Shape labeling listing:
________________________

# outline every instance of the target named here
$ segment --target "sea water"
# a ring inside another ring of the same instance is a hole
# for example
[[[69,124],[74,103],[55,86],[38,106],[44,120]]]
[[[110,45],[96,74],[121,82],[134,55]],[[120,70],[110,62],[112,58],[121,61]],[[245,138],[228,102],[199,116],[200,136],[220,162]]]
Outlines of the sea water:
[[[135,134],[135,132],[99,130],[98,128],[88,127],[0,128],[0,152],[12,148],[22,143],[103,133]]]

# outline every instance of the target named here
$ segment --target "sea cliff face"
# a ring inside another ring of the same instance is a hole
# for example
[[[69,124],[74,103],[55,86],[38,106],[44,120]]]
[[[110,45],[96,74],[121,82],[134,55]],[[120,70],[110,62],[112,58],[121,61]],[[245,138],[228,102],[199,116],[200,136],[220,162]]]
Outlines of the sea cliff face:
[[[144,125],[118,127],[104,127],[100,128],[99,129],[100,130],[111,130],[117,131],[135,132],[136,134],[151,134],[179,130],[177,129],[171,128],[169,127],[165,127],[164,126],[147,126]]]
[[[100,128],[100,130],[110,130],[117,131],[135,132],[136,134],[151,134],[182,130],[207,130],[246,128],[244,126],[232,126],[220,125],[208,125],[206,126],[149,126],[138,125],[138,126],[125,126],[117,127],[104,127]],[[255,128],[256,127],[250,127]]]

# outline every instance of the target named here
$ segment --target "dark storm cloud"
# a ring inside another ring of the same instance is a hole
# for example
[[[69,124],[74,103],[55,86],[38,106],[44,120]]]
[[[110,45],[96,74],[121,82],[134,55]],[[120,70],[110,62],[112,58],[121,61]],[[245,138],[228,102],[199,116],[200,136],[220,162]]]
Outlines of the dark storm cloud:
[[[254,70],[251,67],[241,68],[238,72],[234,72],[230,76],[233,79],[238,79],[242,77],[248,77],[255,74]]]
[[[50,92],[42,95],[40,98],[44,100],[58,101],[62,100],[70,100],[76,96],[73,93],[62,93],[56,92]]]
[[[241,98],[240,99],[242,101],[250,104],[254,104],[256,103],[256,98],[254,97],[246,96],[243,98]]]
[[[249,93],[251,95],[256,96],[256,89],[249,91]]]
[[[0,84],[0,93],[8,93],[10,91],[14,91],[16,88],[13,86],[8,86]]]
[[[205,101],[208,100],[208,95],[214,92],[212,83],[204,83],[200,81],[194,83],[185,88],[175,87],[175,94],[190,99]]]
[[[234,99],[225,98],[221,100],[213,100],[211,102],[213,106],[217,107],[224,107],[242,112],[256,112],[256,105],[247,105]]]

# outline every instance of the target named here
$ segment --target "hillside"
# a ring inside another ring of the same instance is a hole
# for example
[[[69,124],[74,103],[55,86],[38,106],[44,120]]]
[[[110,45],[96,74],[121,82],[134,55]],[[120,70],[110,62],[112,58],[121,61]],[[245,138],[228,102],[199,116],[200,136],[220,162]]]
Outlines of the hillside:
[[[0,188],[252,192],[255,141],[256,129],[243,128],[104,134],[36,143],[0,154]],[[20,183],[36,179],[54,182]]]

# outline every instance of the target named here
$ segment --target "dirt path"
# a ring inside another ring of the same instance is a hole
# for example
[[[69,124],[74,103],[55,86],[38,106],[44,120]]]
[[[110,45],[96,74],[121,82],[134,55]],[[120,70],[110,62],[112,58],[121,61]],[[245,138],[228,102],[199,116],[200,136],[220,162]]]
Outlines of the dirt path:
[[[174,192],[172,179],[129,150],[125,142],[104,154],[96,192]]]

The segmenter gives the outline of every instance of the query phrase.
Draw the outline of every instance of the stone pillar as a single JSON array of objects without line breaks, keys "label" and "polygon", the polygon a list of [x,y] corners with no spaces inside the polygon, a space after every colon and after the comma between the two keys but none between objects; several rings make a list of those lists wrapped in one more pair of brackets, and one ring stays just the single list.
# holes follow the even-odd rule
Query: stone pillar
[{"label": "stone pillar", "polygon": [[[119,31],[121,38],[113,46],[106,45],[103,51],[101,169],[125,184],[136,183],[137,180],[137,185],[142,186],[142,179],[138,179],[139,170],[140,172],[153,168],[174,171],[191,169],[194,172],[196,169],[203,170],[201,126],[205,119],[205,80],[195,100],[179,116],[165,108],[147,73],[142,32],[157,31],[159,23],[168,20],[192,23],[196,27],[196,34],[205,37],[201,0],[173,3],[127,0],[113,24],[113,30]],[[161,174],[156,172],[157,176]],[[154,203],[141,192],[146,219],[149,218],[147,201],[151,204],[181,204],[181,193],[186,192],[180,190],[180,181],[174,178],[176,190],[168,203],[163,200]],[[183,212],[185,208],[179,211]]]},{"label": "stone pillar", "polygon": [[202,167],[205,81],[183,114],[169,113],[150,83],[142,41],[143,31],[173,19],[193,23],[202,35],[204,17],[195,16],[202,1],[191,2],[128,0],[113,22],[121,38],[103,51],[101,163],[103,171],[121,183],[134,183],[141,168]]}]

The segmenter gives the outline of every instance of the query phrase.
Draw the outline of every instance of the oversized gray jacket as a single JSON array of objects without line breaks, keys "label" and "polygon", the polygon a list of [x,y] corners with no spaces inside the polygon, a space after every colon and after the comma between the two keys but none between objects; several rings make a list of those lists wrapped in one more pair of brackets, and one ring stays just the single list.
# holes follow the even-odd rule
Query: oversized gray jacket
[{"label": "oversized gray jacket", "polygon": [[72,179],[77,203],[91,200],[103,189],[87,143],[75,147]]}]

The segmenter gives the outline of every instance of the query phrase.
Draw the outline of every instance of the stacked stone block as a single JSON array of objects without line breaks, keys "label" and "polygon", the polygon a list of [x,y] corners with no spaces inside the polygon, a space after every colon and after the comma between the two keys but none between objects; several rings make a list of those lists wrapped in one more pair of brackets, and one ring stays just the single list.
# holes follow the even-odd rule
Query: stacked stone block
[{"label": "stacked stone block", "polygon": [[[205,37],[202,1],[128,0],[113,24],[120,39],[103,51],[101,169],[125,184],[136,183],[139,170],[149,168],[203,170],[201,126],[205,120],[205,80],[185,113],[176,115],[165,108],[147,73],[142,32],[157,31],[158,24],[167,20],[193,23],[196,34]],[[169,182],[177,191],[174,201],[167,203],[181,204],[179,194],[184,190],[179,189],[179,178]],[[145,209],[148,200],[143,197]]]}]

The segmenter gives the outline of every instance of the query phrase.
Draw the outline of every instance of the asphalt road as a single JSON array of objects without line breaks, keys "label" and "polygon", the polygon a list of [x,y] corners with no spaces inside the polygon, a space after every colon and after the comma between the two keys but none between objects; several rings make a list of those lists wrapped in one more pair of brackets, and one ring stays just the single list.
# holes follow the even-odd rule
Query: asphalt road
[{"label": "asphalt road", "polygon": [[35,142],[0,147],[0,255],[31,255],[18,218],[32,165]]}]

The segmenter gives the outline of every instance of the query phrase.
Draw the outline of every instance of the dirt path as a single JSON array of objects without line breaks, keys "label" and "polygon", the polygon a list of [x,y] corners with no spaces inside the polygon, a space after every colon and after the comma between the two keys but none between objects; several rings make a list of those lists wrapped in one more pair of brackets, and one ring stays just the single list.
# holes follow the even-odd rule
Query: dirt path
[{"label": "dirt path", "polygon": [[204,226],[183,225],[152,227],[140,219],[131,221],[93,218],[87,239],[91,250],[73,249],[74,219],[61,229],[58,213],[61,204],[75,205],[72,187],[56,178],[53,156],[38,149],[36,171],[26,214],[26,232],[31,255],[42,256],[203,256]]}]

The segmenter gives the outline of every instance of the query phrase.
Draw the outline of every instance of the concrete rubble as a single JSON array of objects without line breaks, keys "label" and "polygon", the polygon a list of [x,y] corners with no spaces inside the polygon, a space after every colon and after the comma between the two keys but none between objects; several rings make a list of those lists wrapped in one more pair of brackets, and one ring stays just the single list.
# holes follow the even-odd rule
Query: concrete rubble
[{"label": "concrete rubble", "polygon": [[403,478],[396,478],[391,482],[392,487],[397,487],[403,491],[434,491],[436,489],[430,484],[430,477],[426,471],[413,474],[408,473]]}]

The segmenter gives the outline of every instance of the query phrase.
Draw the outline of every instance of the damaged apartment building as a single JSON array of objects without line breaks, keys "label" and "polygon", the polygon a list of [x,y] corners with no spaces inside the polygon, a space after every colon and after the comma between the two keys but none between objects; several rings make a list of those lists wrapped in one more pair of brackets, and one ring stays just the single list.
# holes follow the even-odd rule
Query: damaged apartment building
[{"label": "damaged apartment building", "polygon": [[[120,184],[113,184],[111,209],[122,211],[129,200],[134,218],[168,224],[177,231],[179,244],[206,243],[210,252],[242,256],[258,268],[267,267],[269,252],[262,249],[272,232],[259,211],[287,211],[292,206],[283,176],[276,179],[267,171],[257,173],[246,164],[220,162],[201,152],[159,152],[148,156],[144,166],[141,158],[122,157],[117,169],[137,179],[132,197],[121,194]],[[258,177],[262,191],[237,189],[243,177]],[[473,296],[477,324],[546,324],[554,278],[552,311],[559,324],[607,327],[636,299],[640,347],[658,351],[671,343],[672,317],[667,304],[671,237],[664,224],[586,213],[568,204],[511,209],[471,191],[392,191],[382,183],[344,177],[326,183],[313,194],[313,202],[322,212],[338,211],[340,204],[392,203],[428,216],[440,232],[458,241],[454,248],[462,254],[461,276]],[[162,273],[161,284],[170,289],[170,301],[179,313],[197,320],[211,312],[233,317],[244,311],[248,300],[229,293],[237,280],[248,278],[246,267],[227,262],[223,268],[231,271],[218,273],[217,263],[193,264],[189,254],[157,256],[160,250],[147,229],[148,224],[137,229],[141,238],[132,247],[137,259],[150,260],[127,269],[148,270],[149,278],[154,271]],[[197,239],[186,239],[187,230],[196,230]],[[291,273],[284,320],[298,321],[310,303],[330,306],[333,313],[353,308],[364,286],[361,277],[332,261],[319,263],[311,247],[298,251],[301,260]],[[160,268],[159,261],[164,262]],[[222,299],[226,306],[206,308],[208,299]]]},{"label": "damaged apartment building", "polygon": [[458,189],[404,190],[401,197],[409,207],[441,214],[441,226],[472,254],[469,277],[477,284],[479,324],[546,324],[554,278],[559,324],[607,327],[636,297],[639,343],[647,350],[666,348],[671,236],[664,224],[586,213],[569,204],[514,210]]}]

________________________

*Objective*
Identify every line in the listing above that contains the string "cliff", and copy each of those lines in full.

*Final result*
$ segment --target "sea cliff face"
Outlines of the sea cliff face:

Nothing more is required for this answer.